**To-do list**
1: Quote the domain dispute decision excerpt from "The Respondent is BK" up to and including "Inc. d/b/a Doregi.com.".
2: Render this sentence from the domain dispute decision excerpt in Spanish: "The Complaint was filed with the WIPO Arbitration and Mediation Center (the “Center”) on April 17, 2006."

**Page extract**
◇ ◇ ◇ ◇

The Respondent is BK Jeong, Daegu, Republic of Korea.
2. The Domain Name and Registrar
The disputed domain name <pettersgrouppolaroid.com> is registered with
HANGANG Systems Inc. d/b/a Doregi.com.
3. Procedural History
The Complaint was filed with the WIPO Arbitration and Mediation Center (the “Center”) on April 17, 2006. On April 18, 2006, the Center transmitted by email to HANGANG Systems Inc. d/b/a Doregi.com a request for registrar verification in connection with the domain name at issue. On April 20, 2006, HANGANG Systems Inc. d/b/a Doregi.com transmitted by email to the Center its verification response confirming that the Respondent is listed as the registrant and providing the contact details for the administrative, billing, and technical contact. In response to a notification by the Center that the Complaint was administratively deficient, the Complainants filed their request for English to be the language of the administrative proceedings on April 28, 2006. The Center notified the parties that the Complaint would initially be accepted in English, reserving the ultimate decision for the Panel, and allowing the parties to submit documents in either English or Korean. The Center verified that the Complaint satisfied the formal requirements of the Uniform Domain Name Dispute Resolution Policy (the “Policy”), the Rules for Uniform Domain Name Dispute Resolution Policy (the “Rules”), and the WIPO Supplemental Rules for Uniform Domain Name Dispute Resolution Policy (the “Supplemental Rules”).

◇ ◇ ◇ ◇

**Information provided**
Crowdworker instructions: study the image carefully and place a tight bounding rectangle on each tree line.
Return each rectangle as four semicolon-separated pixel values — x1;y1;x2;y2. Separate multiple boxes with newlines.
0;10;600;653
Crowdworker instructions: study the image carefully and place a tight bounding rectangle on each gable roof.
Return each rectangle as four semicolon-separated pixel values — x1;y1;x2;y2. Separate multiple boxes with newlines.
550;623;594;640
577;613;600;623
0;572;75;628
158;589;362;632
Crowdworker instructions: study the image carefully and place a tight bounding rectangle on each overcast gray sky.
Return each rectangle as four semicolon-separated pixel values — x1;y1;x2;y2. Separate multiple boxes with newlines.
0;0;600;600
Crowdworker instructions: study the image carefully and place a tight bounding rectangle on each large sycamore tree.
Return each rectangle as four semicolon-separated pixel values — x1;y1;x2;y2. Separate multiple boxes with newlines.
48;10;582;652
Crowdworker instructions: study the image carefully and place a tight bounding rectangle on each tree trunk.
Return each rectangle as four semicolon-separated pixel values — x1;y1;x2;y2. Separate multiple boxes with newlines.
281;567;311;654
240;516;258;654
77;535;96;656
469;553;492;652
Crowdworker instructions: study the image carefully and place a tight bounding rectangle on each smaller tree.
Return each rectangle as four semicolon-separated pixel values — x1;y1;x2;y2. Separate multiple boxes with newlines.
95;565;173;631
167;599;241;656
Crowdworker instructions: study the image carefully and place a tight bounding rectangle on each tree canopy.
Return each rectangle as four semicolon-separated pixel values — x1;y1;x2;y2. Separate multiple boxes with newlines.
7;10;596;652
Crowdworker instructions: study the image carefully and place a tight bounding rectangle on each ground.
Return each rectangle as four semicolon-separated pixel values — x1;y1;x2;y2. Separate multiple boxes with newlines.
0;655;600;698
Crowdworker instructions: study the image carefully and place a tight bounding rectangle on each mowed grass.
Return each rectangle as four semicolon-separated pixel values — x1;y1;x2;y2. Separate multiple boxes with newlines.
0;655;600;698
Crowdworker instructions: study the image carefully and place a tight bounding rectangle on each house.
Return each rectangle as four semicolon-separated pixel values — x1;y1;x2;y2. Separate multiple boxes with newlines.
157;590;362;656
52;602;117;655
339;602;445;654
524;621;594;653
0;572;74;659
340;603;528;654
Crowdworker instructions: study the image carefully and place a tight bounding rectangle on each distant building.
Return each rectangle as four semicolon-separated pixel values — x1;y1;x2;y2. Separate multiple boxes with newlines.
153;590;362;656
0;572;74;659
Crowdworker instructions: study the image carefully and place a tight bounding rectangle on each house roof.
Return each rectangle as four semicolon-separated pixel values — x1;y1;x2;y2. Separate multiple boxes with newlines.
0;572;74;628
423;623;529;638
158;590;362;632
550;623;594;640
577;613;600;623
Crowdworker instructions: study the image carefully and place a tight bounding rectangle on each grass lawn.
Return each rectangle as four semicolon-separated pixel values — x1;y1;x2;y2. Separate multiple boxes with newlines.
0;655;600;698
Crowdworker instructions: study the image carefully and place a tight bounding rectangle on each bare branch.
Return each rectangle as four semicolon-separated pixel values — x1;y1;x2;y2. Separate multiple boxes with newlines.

◇ ◇ ◇ ◇

**The answers**
1:
The Respondent is BK Jeong, Daegu, Republic of Korea.
2. The Domain Name and Registrar
The disputed domain name <pettersgrouppolaroid.com> is registered with
HANGANG Systems Inc. d/b/a Doregi.com.

2: La Demanda se presentó ante el Centro de Arbitraje y Mediación de la OMPI (el “Centro”) el 17 de abril de 2006.